▸ What to produce
Select and copy every line of the items below that contains the string "boardwalk".

▸ Material
════
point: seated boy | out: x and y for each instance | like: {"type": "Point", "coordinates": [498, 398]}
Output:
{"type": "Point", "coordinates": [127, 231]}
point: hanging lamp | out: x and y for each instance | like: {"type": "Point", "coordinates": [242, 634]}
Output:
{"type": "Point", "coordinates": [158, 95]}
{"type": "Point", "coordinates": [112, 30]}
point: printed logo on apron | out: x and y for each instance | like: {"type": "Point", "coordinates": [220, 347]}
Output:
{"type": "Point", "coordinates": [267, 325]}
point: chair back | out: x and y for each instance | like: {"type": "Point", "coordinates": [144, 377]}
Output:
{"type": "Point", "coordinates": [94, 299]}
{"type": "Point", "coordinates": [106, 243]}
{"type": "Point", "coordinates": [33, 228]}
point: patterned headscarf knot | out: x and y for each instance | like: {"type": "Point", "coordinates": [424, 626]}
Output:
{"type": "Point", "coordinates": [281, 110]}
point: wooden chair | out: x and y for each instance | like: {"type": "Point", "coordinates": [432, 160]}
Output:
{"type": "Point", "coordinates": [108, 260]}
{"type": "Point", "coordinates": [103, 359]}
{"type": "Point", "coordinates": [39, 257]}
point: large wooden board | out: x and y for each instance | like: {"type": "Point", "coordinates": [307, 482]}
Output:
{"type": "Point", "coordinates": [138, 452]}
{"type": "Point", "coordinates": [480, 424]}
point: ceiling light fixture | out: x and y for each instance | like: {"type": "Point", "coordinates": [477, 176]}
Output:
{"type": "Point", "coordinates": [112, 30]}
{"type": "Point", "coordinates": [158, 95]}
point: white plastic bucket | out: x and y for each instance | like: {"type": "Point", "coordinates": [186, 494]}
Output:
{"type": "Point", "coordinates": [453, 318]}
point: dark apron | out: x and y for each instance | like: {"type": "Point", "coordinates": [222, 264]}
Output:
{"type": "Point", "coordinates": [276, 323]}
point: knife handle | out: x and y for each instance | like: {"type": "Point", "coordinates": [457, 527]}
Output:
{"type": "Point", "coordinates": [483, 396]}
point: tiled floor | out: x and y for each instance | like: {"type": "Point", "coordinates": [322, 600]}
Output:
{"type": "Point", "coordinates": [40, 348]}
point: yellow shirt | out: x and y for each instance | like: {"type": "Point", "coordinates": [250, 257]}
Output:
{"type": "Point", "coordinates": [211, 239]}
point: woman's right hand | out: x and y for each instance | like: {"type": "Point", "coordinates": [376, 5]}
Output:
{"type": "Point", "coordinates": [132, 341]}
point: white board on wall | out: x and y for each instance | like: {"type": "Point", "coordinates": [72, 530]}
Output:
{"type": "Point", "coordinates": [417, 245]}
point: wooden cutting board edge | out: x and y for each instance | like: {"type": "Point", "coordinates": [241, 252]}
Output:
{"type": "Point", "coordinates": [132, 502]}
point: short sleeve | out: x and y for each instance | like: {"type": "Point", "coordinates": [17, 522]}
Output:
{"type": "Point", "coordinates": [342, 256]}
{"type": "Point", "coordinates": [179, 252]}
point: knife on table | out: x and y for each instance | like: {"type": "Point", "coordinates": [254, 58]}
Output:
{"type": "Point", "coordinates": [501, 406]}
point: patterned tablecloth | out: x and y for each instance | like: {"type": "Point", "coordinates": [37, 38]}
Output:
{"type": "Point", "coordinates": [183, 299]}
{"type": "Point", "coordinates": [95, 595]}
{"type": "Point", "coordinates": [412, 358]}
════
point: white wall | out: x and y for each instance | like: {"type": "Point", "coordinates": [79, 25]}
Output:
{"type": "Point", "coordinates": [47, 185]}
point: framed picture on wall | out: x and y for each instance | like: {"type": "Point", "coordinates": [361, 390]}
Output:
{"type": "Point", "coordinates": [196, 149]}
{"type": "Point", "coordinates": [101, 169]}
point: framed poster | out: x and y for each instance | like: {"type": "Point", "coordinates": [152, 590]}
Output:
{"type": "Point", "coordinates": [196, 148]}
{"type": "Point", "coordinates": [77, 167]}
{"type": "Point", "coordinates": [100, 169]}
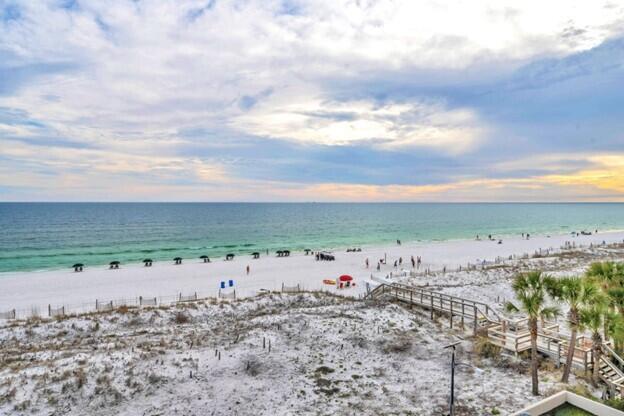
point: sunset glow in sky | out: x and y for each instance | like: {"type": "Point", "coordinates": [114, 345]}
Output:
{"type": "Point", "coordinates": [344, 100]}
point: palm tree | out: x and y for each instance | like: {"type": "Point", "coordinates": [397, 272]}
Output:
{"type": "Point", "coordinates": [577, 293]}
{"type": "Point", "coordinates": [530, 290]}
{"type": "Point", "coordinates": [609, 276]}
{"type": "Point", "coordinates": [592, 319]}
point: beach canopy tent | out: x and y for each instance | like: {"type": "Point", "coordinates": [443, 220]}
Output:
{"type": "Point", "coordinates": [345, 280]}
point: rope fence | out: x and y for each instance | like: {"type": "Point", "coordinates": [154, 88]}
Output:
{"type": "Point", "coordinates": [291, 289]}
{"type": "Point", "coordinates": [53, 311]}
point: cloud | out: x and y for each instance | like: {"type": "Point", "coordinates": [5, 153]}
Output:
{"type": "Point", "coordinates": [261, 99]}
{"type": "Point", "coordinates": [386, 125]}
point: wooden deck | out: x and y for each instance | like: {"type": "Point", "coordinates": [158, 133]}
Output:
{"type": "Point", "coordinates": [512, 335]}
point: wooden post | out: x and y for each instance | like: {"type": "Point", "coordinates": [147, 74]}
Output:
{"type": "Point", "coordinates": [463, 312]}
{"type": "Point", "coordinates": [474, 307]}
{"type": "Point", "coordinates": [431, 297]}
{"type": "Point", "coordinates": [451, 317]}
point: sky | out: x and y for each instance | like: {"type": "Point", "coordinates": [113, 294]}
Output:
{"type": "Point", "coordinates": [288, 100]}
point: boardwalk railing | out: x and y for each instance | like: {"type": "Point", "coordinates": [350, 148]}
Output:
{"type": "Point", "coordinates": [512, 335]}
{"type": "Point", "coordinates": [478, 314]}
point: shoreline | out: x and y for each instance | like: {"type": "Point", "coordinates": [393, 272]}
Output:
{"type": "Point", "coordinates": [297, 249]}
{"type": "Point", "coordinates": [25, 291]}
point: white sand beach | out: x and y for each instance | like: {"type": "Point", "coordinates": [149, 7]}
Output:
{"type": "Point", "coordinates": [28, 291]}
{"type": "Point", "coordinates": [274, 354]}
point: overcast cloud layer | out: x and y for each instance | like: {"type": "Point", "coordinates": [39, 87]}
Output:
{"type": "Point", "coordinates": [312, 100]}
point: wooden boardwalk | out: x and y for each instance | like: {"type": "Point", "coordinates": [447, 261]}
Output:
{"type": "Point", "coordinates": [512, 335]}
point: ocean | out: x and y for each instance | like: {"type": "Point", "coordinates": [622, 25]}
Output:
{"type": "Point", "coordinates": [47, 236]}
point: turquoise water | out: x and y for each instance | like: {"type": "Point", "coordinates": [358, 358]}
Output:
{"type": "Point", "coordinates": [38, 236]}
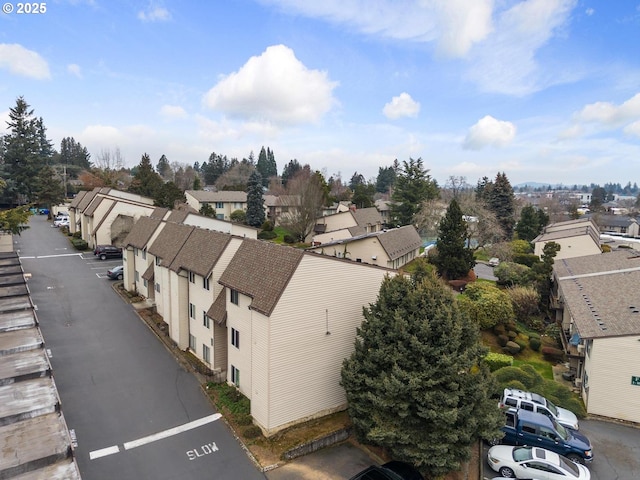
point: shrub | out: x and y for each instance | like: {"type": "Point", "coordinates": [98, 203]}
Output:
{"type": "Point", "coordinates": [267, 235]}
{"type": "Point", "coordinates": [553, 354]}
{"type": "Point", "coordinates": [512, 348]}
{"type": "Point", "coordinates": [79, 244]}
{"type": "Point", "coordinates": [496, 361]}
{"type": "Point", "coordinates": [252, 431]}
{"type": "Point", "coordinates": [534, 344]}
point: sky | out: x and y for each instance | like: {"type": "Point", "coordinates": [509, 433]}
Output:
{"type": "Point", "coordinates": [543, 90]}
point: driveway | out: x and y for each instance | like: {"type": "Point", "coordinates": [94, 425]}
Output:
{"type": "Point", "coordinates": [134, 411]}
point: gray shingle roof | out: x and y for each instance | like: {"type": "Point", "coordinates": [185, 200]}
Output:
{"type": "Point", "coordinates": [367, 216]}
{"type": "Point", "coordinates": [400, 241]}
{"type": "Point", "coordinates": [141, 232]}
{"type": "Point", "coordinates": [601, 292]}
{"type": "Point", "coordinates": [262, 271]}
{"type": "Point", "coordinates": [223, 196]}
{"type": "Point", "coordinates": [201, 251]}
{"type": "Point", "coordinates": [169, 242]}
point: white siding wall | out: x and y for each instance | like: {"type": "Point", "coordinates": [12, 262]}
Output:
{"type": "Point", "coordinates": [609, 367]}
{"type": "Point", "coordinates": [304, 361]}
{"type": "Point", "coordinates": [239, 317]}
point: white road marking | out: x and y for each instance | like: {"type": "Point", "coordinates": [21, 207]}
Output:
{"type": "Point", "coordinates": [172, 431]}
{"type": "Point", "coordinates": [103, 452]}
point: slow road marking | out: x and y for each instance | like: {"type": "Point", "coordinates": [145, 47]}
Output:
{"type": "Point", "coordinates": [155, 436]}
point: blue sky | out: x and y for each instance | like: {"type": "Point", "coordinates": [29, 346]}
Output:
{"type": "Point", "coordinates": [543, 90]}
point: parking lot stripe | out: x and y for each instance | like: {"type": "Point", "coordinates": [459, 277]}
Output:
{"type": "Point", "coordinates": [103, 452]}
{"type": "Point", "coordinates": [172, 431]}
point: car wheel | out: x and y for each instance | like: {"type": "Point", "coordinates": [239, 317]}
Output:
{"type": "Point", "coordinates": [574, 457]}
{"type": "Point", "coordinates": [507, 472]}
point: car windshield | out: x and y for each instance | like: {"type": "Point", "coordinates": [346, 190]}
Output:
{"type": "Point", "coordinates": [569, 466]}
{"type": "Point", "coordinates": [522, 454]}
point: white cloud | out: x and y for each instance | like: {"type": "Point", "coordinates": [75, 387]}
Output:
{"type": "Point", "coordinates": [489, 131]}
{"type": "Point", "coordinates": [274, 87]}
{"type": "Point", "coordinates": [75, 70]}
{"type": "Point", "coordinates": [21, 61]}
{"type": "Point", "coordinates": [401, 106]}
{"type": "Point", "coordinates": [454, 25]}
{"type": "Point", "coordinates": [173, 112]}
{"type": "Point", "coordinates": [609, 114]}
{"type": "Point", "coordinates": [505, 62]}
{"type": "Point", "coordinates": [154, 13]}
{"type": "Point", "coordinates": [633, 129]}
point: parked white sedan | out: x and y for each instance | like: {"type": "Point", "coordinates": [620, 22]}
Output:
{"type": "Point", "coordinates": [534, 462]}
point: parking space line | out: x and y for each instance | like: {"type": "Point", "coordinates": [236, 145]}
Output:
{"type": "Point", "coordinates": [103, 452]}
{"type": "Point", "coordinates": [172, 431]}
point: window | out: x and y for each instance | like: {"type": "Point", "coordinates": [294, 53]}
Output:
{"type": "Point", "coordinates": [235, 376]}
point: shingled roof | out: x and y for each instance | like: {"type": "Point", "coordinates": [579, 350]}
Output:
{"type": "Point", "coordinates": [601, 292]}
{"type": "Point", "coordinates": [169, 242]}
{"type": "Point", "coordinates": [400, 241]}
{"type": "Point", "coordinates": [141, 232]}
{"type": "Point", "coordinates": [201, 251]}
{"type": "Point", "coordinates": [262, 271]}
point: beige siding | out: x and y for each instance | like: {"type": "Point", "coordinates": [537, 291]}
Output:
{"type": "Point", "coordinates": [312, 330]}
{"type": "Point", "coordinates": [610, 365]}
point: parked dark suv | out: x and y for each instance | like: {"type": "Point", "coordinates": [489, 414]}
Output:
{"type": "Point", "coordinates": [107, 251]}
════
▸ Exercise result
point: boardwalk railing | out: x and y for each instance | like: {"type": "Point", "coordinates": [350, 148]}
point: wooden boardwalk | out: x and y for each instance | like: {"type": "Point", "coordinates": [447, 261]}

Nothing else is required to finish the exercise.